(Extracted records)
= Beginning of Section =

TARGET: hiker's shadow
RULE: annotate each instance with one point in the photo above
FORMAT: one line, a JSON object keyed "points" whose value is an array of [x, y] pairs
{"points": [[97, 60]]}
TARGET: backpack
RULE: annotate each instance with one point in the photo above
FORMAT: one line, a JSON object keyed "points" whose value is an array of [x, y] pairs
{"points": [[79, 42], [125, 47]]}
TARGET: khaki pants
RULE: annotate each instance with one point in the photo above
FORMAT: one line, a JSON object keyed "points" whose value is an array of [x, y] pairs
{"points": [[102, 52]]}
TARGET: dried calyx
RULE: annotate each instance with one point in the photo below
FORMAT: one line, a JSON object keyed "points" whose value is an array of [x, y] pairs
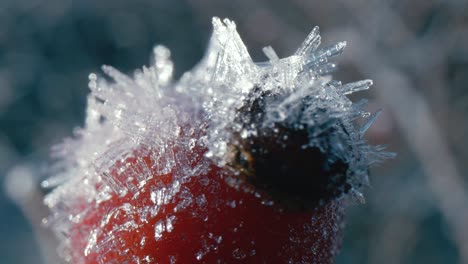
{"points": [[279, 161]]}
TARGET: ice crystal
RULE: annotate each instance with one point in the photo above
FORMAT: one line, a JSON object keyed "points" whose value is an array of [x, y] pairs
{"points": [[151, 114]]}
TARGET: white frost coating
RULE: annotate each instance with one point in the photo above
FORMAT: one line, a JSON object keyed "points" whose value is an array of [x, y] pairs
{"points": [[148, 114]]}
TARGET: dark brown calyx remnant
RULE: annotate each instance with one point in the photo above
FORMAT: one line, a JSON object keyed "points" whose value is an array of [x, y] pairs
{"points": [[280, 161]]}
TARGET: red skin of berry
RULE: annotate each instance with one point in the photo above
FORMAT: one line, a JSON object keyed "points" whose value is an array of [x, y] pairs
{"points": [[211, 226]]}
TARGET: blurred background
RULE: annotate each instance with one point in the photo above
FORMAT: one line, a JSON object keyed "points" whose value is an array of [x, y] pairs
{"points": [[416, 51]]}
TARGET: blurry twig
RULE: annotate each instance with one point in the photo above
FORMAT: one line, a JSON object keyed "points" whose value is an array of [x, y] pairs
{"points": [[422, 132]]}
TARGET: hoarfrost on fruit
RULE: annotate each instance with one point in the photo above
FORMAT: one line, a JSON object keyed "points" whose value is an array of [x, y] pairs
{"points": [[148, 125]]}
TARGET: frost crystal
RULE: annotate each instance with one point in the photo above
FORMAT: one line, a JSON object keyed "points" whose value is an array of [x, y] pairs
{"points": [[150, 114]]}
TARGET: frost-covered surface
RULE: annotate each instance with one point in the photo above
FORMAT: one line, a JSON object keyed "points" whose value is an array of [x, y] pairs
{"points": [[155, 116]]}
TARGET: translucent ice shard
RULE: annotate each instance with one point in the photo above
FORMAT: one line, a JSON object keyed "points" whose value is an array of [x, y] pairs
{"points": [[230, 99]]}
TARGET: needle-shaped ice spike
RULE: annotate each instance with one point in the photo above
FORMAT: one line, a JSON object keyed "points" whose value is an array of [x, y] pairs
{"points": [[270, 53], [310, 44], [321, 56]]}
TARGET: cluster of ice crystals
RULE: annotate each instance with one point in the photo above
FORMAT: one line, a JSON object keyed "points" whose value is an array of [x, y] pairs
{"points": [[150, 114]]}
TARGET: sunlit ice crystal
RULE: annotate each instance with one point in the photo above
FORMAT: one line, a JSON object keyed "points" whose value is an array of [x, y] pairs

= End of Section =

**Problem requirements**. Without the pictures, print the records in full, exactly as they appear.

**Task result**.
TARGET: hiker's shadow
RULE: annotate each instance with one point in the photo above
FORMAT: one line, a JSON object keyed "points" whose value is an array of [x, y] pairs
{"points": [[97, 60]]}
TARGET: backpack
RULE: annotate each instance with one point in the photo above
FORMAT: one line, a JSON object keyed "points" whose value is an array of [x, y] pairs
{"points": [[79, 42], [125, 47]]}
TARGET: khaki pants
RULE: annotate each instance with one point in the photo above
FORMAT: one line, a JSON object keyed "points" whose value is an array of [x, y] pairs
{"points": [[102, 52]]}
TARGET: dried calyx
RULE: annotate each instance with one point in the photo below
FORMAT: one line, a JSON object keyed "points" whose value is an array of [x, y] pairs
{"points": [[279, 161]]}
TARGET: ice crystal
RULE: annotate each instance with one point in the photo above
FORMAT: one line, a JSON object keyed "points" whose value is an array of [x, y] pairs
{"points": [[151, 114]]}
TARGET: white frost coating
RULE: annotate each instance with one point in the photo above
FORMAT: one line, a JSON object keyed "points" whose value is an array of [x, y] pairs
{"points": [[148, 114]]}
TARGET: dark brown calyx remnant
RULE: annotate each instance with one point in the photo above
FORMAT: one line, a JSON object keyed "points" whose value is an array of [x, y] pairs
{"points": [[280, 161]]}
TARGET: red skin of berry
RULE: annotate each instance with one point in the photo above
FORMAT: one line, a JSON object keyed "points" whose value is an array of [x, y] pairs
{"points": [[211, 226]]}
TARGET: blurred background
RULE: annotate each instance with one point in the photo above
FORMAT: one line, a JSON object keyed "points" whose value is an array of [x, y] pairs
{"points": [[416, 51]]}
TARGET: blurry twig
RULE: annotate each instance with one point in the photo above
FORMAT: one line, a JSON object keyed "points" whose value is an array of [x, y] pairs
{"points": [[422, 132]]}
TARGET: hoarfrost on fruit
RULE: annotate each instance with one point in the photo above
FORMAT: one line, a JSON object keyed "points" whose value is an array of [x, y] pairs
{"points": [[148, 125]]}
TARGET: frost crystal
RULE: annotate each instance with one point in the photo above
FORMAT: one line, a JSON object keyed "points" whose value is an array of [x, y] pairs
{"points": [[150, 114]]}
TARGET: frost-covered surface
RULE: annotate each instance with one point in the photo above
FORMAT: one line, a JSON object keyed "points" whose value is an array of [x, y] pairs
{"points": [[155, 116]]}
TARGET: translucent ice shard
RULE: annotate each instance with one point in the photo above
FORMAT: one line, a JSON object keyed "points" whose value is an array of [x, y] pairs
{"points": [[230, 99]]}
TARGET: needle-shaped ice spike
RULE: annotate each instance with one point in the photo above
FORMAT: one line, a JSON object keyed "points" whose value is an array of [x, y] pairs
{"points": [[270, 53], [310, 44], [321, 56]]}
TARGET: cluster of ice crystals
RULE: annotate each instance with one point in the photo above
FORMAT: one line, a JSON object keyed "points" whose value is an array of [x, y] pairs
{"points": [[150, 114]]}
TARGET: sunlit ice crystal
RULE: annotate each instance with one point in the photo above
FORMAT: one line, a JSON object keyed "points" whose value is an array of [x, y] pairs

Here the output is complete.